WHAT IS NEEDED – Set down exactly the lines below, starting at the one that contains "[locate] sky (give" and ending at the one that contains "[locate] concrete office", with both of those lines included and nothing else.

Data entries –

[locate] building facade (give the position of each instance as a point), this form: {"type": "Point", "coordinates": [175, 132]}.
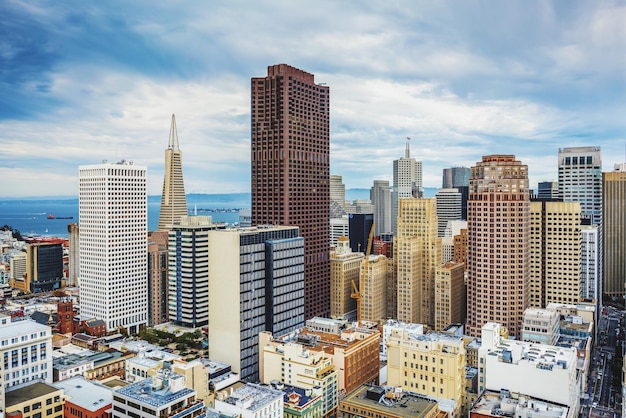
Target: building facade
{"type": "Point", "coordinates": [380, 195]}
{"type": "Point", "coordinates": [173, 199]}
{"type": "Point", "coordinates": [113, 244]}
{"type": "Point", "coordinates": [417, 252]}
{"type": "Point", "coordinates": [555, 253]}
{"type": "Point", "coordinates": [263, 269]}
{"type": "Point", "coordinates": [407, 183]}
{"type": "Point", "coordinates": [498, 256]}
{"type": "Point", "coordinates": [450, 295]}
{"type": "Point", "coordinates": [448, 208]}
{"type": "Point", "coordinates": [580, 180]}
{"type": "Point", "coordinates": [290, 168]}
{"type": "Point", "coordinates": [345, 268]}
{"type": "Point", "coordinates": [614, 231]}
{"type": "Point", "coordinates": [188, 271]}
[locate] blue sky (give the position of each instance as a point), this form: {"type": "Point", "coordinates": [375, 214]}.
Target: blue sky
{"type": "Point", "coordinates": [85, 81]}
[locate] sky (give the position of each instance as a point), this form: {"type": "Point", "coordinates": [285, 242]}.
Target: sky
{"type": "Point", "coordinates": [82, 82]}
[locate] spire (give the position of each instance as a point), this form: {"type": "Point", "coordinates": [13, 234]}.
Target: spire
{"type": "Point", "coordinates": [173, 144]}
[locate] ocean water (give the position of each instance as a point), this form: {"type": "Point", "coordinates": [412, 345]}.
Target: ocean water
{"type": "Point", "coordinates": [30, 216]}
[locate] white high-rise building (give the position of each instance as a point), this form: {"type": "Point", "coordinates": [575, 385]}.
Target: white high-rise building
{"type": "Point", "coordinates": [113, 220]}
{"type": "Point", "coordinates": [407, 182]}
{"type": "Point", "coordinates": [448, 208]}
{"type": "Point", "coordinates": [589, 259]}
{"type": "Point", "coordinates": [380, 195]}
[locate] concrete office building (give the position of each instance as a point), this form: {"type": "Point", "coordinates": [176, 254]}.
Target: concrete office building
{"type": "Point", "coordinates": [359, 227]}
{"type": "Point", "coordinates": [339, 227]}
{"type": "Point", "coordinates": [614, 231]}
{"type": "Point", "coordinates": [589, 262]}
{"type": "Point", "coordinates": [162, 395]}
{"type": "Point", "coordinates": [44, 267]}
{"type": "Point", "coordinates": [498, 256]}
{"type": "Point", "coordinates": [407, 183]}
{"type": "Point", "coordinates": [417, 252]}
{"type": "Point", "coordinates": [293, 363]}
{"type": "Point", "coordinates": [541, 326]}
{"type": "Point", "coordinates": [157, 278]}
{"type": "Point", "coordinates": [458, 178]}
{"type": "Point", "coordinates": [73, 254]}
{"type": "Point", "coordinates": [580, 180]}
{"type": "Point", "coordinates": [548, 190]}
{"type": "Point", "coordinates": [448, 208]}
{"type": "Point", "coordinates": [380, 195]}
{"type": "Point", "coordinates": [263, 269]}
{"type": "Point", "coordinates": [290, 168]}
{"type": "Point", "coordinates": [555, 253]}
{"type": "Point", "coordinates": [516, 366]}
{"type": "Point", "coordinates": [373, 288]}
{"type": "Point", "coordinates": [431, 365]}
{"type": "Point", "coordinates": [188, 271]}
{"type": "Point", "coordinates": [26, 347]}
{"type": "Point", "coordinates": [450, 295]}
{"type": "Point", "coordinates": [345, 268]}
{"type": "Point", "coordinates": [173, 199]}
{"type": "Point", "coordinates": [113, 219]}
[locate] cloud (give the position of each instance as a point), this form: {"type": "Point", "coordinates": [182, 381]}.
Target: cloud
{"type": "Point", "coordinates": [90, 81]}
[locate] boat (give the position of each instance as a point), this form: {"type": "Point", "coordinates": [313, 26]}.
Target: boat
{"type": "Point", "coordinates": [51, 216]}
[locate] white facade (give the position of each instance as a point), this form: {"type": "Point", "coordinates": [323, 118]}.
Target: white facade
{"type": "Point", "coordinates": [580, 179]}
{"type": "Point", "coordinates": [26, 349]}
{"type": "Point", "coordinates": [518, 366]}
{"type": "Point", "coordinates": [252, 401]}
{"type": "Point", "coordinates": [589, 262]}
{"type": "Point", "coordinates": [448, 208]}
{"type": "Point", "coordinates": [407, 182]}
{"type": "Point", "coordinates": [256, 283]}
{"type": "Point", "coordinates": [339, 227]}
{"type": "Point", "coordinates": [113, 220]}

OUTPUT BELOW –
[locate] sky (give the position of each instance as a point), this form: {"type": "Point", "coordinates": [285, 242]}.
Target: sky
{"type": "Point", "coordinates": [82, 82]}
[locate] spire (give the position of each instance as a point), this form: {"type": "Point", "coordinates": [13, 234]}.
Target: spire
{"type": "Point", "coordinates": [173, 144]}
[locate] ocean water (give the position of each instance as a point), this form: {"type": "Point", "coordinates": [412, 345]}.
Target: ocean water
{"type": "Point", "coordinates": [30, 216]}
[locate] white high-rise building (give the position of each instance as a point), this form: {"type": "Point", "coordinates": [575, 385]}.
Target: white high-rise building
{"type": "Point", "coordinates": [113, 220]}
{"type": "Point", "coordinates": [407, 182]}
{"type": "Point", "coordinates": [448, 208]}
{"type": "Point", "coordinates": [589, 259]}
{"type": "Point", "coordinates": [380, 195]}
[locate] concrete office building (give the position of each instance as a point), this form: {"type": "Point", "coordinates": [176, 254]}.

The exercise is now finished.